» Exercise text
The record reflects that appellants, in support of their allegations in count two of their amended complaint *825and intervention, supra, in which they alleged that appellees occupied the land under a contract with Thacker, introduced Thacker as a witness to support this contention. Appellees positively denied that they ever entered into such contract. In this connection, appellant says: “At any rate, the witness, Thacker, was the only person introduced by the appellant to establish the existence of that contract. Therefore, it became a question as to whom the jury believed with reference to the making of that contract, the witness Thacker or the appellee, Tommie Hicks.”

During the cross-examination of witness, Thacker, the record reflects the following: “Q. You never were tried for a violation of the election laws of Craighead County? A. Oh! Q. Sure ‘Oh!’ You were in on that? A. Yes. Mr. Smith-. That question is objected to. Mr. Grooms: He has already answered it. Mr. Smith: I move that it be stricken from the record. The Coibrt: Mr. Combs, read the question and answer. (Question and answer read by reporter.) The Court: Objection overruled. Mr. Smith: Exceptions.”

The admission of this testimony was prejudicial to appellants and was error.

We have many times held that it is improper, on cross-examination, to ask a witness if he had been indicted or accused of a crime. It would be proper to inquire if he had been declared guilty or convicted of a crime. This court in Kennedy v. Quinn, 166 Ark. 509, 266 S. W. 462, said: “We have frequently and recently decided that a witness cannot be interrogated on his cross-examination for purpose of impeachment concerning indictments or mere accusations of crime. He may be asked if he was guilty or was convicted, but he cannot be asked if he was indicted or accused.”

» Data
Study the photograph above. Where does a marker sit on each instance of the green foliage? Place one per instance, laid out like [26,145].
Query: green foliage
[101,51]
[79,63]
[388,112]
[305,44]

» Your task
Carry on the court opinion about the cross-examination of Thacker, starting after its last sentence.

» Output for this exercise
In the early case of Bates v. State, 60 Ark. 450, 30 S. W. 890, the trial court, over objections, permitted a witness on cross-examination to be asked if he had not been indicted three times for stealing hogs. The witness answered: “Yes, but I was acquitted each time, and one time the judge ordered the case nol prossed.” This *826court, in reversing that case, said: “The fact that the appellant answered that he had been acquitted each time he had been indicted before did not, in our judgment, necessarily have the effect to remove all prejudice that may have been caused by the question and answer. The question was improper, and whether it may have prejudiced the jury we have no certain means of determining. It was calculated to do so, especially as the court instructed them to consider it.”

And, in Kincaid v. Price, 82 Ark. 20, 100 S. W. 76, this court said: “It is true that on cross-examination a witness may be examined touching his past and present mode of life having any bearing on his character and the weight to be attached to his testimony, but the mere fact that a man has been indicted for a crime is not of itself sufficient ground to reject his testimony.”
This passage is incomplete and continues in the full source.